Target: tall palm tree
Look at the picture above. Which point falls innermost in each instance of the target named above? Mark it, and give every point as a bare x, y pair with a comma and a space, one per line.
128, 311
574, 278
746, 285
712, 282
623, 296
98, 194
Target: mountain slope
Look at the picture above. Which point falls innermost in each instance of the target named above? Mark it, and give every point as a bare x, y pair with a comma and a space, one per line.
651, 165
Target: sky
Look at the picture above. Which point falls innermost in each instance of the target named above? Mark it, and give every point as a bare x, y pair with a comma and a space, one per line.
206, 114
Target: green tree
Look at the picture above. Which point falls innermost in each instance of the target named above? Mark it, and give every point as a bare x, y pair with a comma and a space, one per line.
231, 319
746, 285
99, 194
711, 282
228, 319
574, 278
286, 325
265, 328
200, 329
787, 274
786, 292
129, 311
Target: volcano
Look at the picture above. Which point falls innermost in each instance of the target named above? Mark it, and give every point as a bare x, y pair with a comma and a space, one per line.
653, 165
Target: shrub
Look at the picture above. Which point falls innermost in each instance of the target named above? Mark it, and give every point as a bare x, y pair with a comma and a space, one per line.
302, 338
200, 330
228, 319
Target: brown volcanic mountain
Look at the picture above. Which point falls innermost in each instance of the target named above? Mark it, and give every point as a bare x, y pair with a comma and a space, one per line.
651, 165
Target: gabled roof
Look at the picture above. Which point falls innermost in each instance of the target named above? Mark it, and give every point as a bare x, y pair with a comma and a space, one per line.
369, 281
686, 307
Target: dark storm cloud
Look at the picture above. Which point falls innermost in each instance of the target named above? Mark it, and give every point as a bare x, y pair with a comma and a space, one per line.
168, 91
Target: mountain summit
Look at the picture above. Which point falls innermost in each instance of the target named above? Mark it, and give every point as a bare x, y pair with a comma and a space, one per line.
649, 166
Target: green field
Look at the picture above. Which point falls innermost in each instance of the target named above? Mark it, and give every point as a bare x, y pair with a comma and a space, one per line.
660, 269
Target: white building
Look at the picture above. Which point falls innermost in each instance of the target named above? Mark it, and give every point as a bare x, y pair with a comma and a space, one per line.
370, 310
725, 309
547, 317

- **What this task involves**: Output every line of the records above as a numbered list, leaving out any blank lines.

- **Output of the exercise**:
1. Target: tall palm tree
2. Look at the picture above. Which point falls innermost in each instance of the target named above? Mark it, and give every point as a bare x, y pair with a comma and a space, one per line.
3. 128, 311
4. 574, 278
5. 746, 285
6. 712, 282
7. 623, 296
8. 98, 194
9. Target: mountain slope
10. Look at the picture above. Which point falls innermost in each instance of the target named above? Mark it, and give every point as a bare x, y pair with a comma and a space, one per line.
11. 651, 165
12. Target: sky
13. Look at the picture above. Which point falls innermost in each instance of the target named above? Mark it, and give every point as a bare x, y pair with a comma and a space, one per line.
14. 206, 114
15. Target: green tree
16. Look at the picture above. Which point falls innermost in each instance of the target named above? Mark it, and give every point as a bare x, y pair with a comma and a space, one per line.
17. 231, 319
18. 746, 285
19. 99, 194
20. 711, 282
21. 228, 319
22. 574, 278
23. 286, 325
24. 265, 328
25. 200, 329
26. 787, 274
27. 786, 292
28. 129, 311
29. Target: volcano
30. Look at the picture above. Which point falls innermost in each instance of the target named above? Mark it, and give every point as a bare x, y pair with a comma and a space, one per line.
31. 653, 165
32. Target: shrub
33. Look at the picture above. Which point falls innermost in each instance of the target named above? Mark it, and give every point as a bare x, y pair with a comma and a space, one per line.
34. 302, 338
35. 200, 330
36. 228, 319
37. Target: brown volcanic mountain
38. Look at the picture above. Which point falls innermost in each instance of the target named above? Mark it, and give every point as a bare x, y pair with a comma and a space, one per line.
39. 651, 165
40. Target: gabled roof
41. Look at the picture above. Which point falls innermost in each instance of the target named above? Mark it, and give every point as a bare x, y pair with a comma and a space, one per line.
42. 369, 281
43. 686, 307
44. Target: dark storm cloud
45. Look at the picture above. Which point falls innermost in each instance of the target named above? Mark it, and give every point as a bare x, y pair with a comma and a space, one per line.
46. 168, 91
47. Target: mountain summit
48. Look at the picture above. Which point falls innermost in each instance of the target named above? Mark it, and give every point as a bare x, y pair with a comma and a space, one per line.
49. 649, 166
50. Target: green field
51. Look at the picture above. Which point falls innermost in each instance of the target named above? Mark it, and give every point as a bare x, y pair with a comma and a space, one per line.
52. 660, 269
53. Target: white building
54. Look at the picture above. Which point falls innermost in each instance of the target named above? Mark it, and give every point as a bare x, y pair with a comma and a space, one per line.
55. 370, 310
56. 725, 309
57. 547, 317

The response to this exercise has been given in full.